**Record excerpts**
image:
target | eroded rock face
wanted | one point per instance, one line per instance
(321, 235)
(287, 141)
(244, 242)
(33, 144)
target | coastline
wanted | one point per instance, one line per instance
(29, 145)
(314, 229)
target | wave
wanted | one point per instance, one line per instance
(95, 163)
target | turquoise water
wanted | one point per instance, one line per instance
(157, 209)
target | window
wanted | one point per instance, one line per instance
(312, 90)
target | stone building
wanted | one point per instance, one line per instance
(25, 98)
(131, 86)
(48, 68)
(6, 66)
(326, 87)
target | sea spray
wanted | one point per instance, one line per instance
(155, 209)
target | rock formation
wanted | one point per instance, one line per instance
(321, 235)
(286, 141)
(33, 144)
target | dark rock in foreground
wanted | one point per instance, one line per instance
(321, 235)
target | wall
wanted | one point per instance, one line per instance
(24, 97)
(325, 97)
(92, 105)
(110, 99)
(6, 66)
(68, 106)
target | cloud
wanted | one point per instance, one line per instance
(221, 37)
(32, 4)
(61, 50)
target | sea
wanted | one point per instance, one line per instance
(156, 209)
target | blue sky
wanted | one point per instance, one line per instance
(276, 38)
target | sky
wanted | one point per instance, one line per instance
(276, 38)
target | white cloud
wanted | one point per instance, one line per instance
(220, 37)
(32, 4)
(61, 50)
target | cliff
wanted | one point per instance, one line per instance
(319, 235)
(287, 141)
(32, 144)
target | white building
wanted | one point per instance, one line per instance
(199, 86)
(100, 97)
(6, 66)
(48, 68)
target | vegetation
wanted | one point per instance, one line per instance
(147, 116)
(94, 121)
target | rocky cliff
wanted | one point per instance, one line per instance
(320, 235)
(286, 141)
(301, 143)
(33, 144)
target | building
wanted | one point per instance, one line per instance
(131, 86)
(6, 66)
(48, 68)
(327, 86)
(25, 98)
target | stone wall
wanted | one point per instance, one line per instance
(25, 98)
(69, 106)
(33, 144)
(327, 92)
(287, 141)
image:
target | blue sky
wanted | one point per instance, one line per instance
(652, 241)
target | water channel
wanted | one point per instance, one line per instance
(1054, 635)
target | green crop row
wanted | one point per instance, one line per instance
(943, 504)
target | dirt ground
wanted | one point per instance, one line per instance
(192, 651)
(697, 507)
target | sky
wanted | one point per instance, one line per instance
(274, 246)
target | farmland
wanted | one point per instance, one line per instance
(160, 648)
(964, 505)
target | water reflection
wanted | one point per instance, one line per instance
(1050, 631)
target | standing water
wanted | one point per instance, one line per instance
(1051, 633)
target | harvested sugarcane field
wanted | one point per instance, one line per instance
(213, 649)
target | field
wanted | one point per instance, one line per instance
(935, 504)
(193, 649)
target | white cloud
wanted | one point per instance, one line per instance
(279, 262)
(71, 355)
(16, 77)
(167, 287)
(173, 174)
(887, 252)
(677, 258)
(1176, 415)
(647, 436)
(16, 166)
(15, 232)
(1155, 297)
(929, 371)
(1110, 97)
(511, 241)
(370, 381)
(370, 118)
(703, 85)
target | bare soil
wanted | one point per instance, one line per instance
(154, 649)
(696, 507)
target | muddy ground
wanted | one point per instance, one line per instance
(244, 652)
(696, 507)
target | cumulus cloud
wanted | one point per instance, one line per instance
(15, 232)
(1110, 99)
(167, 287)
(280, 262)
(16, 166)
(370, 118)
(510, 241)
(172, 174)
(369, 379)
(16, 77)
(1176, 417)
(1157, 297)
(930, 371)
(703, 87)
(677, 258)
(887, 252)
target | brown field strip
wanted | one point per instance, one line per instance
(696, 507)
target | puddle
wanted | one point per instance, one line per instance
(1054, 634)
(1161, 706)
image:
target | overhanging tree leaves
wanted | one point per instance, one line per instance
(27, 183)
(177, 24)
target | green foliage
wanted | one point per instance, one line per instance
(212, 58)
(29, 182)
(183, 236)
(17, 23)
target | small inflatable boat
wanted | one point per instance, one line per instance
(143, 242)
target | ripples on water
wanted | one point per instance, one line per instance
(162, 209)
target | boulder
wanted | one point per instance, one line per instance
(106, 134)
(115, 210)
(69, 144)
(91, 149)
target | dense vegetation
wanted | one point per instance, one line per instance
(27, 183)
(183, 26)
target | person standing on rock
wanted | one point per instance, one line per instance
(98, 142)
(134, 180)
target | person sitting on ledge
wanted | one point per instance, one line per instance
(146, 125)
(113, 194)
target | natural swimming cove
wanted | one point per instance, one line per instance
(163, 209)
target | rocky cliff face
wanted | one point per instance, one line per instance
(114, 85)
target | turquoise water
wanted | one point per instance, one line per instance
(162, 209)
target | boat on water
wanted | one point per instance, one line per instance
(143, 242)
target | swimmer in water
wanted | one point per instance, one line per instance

**Activity**
Repeat each line of the data exactly, missing none.

**Output for this task**
image:
target | eroded rock face
wanted | one point per instance, one line per instance
(321, 235)
(287, 141)
(244, 242)
(33, 144)
target | coastline
wanted | one point per instance, one line per instance
(29, 145)
(314, 229)
target | wave
wanted | one point per instance, one line per instance
(95, 163)
target | turquoise water
wanted | one point per instance, one line per instance
(157, 209)
target | window
wanted | one point per instance, one line per instance
(312, 90)
target | stone building
wanted | one point per instance, one line per instance
(25, 98)
(131, 86)
(48, 68)
(6, 66)
(326, 87)
target | sea spray
wanted | one point per instance, one line per instance
(155, 209)
target | rock formation
wanted | one point per instance, one line per instance
(321, 235)
(286, 141)
(33, 144)
target | dark rock in foreground
wanted | one point per instance, one line per instance
(321, 235)
target | wall
wanted | one point per instance, one line per instance
(24, 97)
(325, 97)
(92, 105)
(110, 99)
(6, 66)
(68, 106)
target | cloud
wanted | one point per instance, one line per instance
(221, 37)
(32, 4)
(61, 50)
target | sea
wanted | one point per instance, one line per instance
(156, 209)
target | blue sky
wanted | one point per instance, one line per instance
(276, 38)
target | sky
wanted | one point per instance, one line per instance
(276, 38)
target | white cloud
wanted | one point per instance, one line per instance
(220, 37)
(32, 4)
(61, 50)
target | cliff
wanted | one point per instance, one line per instance
(319, 235)
(287, 141)
(32, 144)
target | white building
wanted | one point per instance, one line per instance
(199, 86)
(100, 97)
(6, 66)
(48, 68)
target | vegetation
wanted | one point per instance, one line per instance
(147, 116)
(94, 121)
target | rocky cliff
wanted | one point per instance, one line per instance
(320, 235)
(286, 141)
(301, 143)
(33, 144)
target | building
wanted | one point per instance, one line per instance
(131, 86)
(6, 66)
(48, 68)
(327, 86)
(25, 98)
target | stone wall
wanted | one point per instance, one line per instance
(25, 98)
(69, 106)
(33, 144)
(327, 92)
(287, 141)
image:
target | blue sky
wanted | one point per instance, one line per instance
(652, 241)
target | water channel
wanted | one point per instance, one line per instance
(1054, 635)
target | green crop row
wanted | one point per instance, one line per instance
(943, 504)
target | dirt ground
wanted | one point per instance, one line per instance
(192, 651)
(697, 507)
target | sky
wanted | one point per instance, one line per instance
(274, 246)
target | farmland
wanted | one point per instance, one line per instance
(160, 648)
(964, 505)
target | water reflection
wanted | one point per instance, one line per instance
(1050, 631)
target | standing water
wanted | one point per instance, one line per instance
(1051, 633)
target | harvested sugarcane field
wanted | one point per instance, one line per instance
(213, 649)
target | field
wanted | one point per instance, one line per instance
(935, 504)
(193, 649)
target | white cloud
wanted | one point per instance, one line per instance
(279, 262)
(71, 355)
(16, 77)
(167, 287)
(173, 174)
(887, 252)
(677, 258)
(1176, 415)
(647, 436)
(16, 166)
(15, 232)
(1155, 297)
(929, 371)
(1110, 97)
(511, 241)
(370, 381)
(370, 118)
(703, 85)
target | bare soil
wanted | one point per instance, one line per instance
(154, 649)
(696, 507)
target | muddy ground
wanted | one point per instance, one line per instance
(244, 652)
(696, 507)
target | cumulus cloud
wanted | one point per instance, one line per instance
(15, 232)
(1110, 99)
(167, 287)
(280, 262)
(16, 166)
(370, 118)
(510, 241)
(172, 174)
(369, 379)
(16, 77)
(1176, 417)
(1157, 297)
(930, 371)
(703, 87)
(677, 258)
(887, 252)
target | brown field strip
wanted | one point per instance, one line per instance
(696, 507)
target | puddle
wanted | one point per instance, one line per instance
(1054, 634)
(1161, 706)
image:
target | overhanging tree leaves
wanted | one point per instance, one line per instance
(27, 183)
(177, 24)
target | green foliage
wanted | one point per instance, one line per instance
(212, 58)
(29, 182)
(183, 236)
(17, 23)
target | small inflatable boat
wanted | one point per instance, one line per instance
(143, 242)
target | ripples on water
wanted | one point per instance, one line per instance
(162, 209)
target | boulder
wanted | one point per instance, one line per instance
(106, 134)
(115, 210)
(69, 144)
(91, 149)
target | dense vegetation
wanted | one point per instance, one line per instance
(27, 183)
(183, 26)
target | person standing on rock
wanted | one point per instance, one line per instance
(98, 142)
(134, 180)
target | person sitting on ledge
wanted | one point per instance, one line per instance
(146, 125)
(113, 194)
target | natural swimming cove
wanted | one point per instance, one line per instance
(163, 209)
target | rocky cliff face
wanted | one point per instance, one line per instance
(114, 85)
target | turquoise water
wanted | one point per instance, one line per instance
(162, 209)
target | boat on water
wanted | one point per instance, one line per instance
(143, 242)
target | swimmer in water
wanted | one point per instance, one line per instance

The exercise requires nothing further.